I heard giggles coming from her bedroom. It was nearly midnight. She’d gone to bed hours before. I stared down the hallway expecting to see darkness but I saw a streak of light peaking under her door. Inching near her door I heard it. It’s a sound every parent fears coming from their teenagers room. I took a deep breathe and opened the door unsure of exactly what I might discover.
I’d caught her reading. Again.
My heart sank because this isn’t the teenage life I’d dreamt of for her. It’s not supposed to be this way.
Like millions of parents of teenagers I struggle with a teenager who is addicted to reading. Over coffee I explain the symptoms to my friends, their eyes swell sympathetically.
- Excessive sleepiness
- Good grades
- Growing vocabulary
- The occasional late fee at the library
- Excessive ideation and imagination
- Exposure to life outside of San Diego
I know I’m not alone. Other parents suffer through this hellish reality, we are silently united– bonded over the sorrow of a lost teenage experience.
Action Plan to Cope With Teenage Reading Addiction
Though there is no known cure for teenage reading addiction, there are some things you can do which might help your teenager find their way out of the rabbit hole.

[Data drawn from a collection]
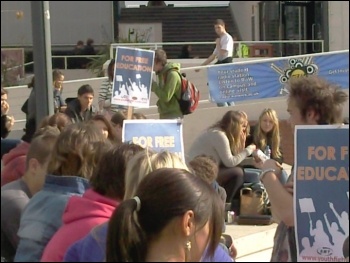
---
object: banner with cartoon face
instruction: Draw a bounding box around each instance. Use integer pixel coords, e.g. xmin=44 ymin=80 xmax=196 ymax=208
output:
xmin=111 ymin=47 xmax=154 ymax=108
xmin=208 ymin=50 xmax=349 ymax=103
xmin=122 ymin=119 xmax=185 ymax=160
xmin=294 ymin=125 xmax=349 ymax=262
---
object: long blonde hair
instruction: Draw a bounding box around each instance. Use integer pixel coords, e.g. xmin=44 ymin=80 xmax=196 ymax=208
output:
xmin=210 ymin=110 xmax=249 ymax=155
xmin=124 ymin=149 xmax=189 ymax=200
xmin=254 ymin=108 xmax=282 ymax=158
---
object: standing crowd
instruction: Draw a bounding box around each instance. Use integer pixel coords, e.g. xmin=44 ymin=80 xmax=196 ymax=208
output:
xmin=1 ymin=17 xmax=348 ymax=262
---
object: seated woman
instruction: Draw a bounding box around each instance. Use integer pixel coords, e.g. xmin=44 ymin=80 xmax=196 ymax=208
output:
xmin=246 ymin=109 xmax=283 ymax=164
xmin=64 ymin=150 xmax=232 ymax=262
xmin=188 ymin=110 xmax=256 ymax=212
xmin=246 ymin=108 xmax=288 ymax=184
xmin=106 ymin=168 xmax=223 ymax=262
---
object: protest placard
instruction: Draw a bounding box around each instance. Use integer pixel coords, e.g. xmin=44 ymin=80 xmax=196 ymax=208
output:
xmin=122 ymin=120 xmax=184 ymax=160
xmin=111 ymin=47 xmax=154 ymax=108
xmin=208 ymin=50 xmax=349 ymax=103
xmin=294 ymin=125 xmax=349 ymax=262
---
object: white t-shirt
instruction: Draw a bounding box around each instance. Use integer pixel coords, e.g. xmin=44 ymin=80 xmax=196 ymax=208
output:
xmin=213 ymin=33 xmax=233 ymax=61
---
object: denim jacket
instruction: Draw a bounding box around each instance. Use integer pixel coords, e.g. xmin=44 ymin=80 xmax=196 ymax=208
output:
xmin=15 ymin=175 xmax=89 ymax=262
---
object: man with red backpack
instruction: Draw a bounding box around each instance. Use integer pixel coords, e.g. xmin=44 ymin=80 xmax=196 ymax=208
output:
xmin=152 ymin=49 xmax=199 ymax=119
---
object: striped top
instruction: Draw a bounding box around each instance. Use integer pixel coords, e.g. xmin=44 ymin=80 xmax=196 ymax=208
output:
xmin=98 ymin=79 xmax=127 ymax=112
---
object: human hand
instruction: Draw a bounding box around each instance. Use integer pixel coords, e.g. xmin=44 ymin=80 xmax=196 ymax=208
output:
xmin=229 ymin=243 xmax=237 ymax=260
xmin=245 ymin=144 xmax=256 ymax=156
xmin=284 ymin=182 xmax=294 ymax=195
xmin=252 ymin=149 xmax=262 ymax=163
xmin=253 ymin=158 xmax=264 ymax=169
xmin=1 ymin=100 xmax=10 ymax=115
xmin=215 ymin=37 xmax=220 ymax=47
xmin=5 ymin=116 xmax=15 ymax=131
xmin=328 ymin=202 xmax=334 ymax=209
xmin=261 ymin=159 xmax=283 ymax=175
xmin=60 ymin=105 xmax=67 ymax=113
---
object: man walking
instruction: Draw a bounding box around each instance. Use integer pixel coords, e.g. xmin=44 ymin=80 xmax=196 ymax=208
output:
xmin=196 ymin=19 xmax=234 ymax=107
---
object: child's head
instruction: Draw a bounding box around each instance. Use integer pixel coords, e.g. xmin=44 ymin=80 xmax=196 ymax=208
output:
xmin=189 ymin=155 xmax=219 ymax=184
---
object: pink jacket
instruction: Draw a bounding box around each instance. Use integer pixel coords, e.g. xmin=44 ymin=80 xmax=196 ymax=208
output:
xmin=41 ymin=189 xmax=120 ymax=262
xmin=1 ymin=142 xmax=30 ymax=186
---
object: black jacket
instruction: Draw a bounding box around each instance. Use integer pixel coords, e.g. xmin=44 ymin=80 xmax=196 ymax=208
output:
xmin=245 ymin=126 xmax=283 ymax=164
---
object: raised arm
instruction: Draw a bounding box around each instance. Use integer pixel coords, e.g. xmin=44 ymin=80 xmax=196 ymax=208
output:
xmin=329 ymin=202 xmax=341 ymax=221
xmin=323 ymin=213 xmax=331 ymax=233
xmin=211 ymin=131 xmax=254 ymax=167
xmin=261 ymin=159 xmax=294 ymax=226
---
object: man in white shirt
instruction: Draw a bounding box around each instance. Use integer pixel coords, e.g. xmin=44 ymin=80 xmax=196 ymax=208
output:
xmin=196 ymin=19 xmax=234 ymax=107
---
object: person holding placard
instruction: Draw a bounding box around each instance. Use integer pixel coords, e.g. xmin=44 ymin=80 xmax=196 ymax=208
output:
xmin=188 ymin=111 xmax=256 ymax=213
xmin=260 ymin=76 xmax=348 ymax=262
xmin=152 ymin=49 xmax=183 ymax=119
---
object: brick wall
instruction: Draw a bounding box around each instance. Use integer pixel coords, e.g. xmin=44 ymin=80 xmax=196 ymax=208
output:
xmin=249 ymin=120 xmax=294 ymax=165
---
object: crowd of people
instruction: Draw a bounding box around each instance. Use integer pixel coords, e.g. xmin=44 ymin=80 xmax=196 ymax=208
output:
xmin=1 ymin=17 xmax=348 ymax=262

§ Check your understanding:
a) Rewrite the part of the piece on teenage reading addiction that opens with the words containing "My heart sank" and closes with "the rabbit hole.", putting "tea" in place of "coffee".
b) Extend the piece on teenage reading addiction, picking up after its final sentence.

§ Results for each task:
a)
My heart sank because this isn’t the teenage life I’d dreamt of for her. It’s not supposed to be this way.
Like millions of parents of teenagers I struggle with a teenager who is addicted to reading. Over tea I explain the symptoms to my friends, their eyes swell sympathetically.
- Excessive sleepiness
- Good grades
- Growing vocabulary
- The occasional late fee at the library
- Excessive ideation and imagination
- Exposure to life outside of San Diego
I know I’m not alone. Other parents suffer through this hellish reality, we are silently united– bonded over the sorrow of a lost teenage experience.
Action Plan to Cope With Teenage Reading Addiction
Though there is no known cure for teenage reading addiction, there are some things you can do which might help your teenager find their way out of the rabbit hole.

b)
- Introduce YouTube – They say free time is the devil’s playground. Well, I suggest trying to keep your teenager distracted from reading by occupying their time with something more healthy… viral video. With millions of videos in every genre known to mankind, encouraging your teenager to access YouTube on their phone or tablet seems to distract their mind from the itch they feel to pick up a book.
- A Boyfriend – It’s nearly impossible to read books while kissing and/or holding hands. A boyfriend is an excellent remedy for a reading addiction. Just make sure to check his wallet. If he has a library card he is bad news, kick him to the curb.
- Bullying – Many teenagers who bully also have a low literacy rate. This can be an excellent alternative for teenagers with a high literacy rate. While introducing bullying to your teenagers life may be a tough sell, they may discover that being the villain in their story is more interesting than reading about the villain in a book.
Fellow parents: What are other ways you are helping your teenager overcome a reading addiction?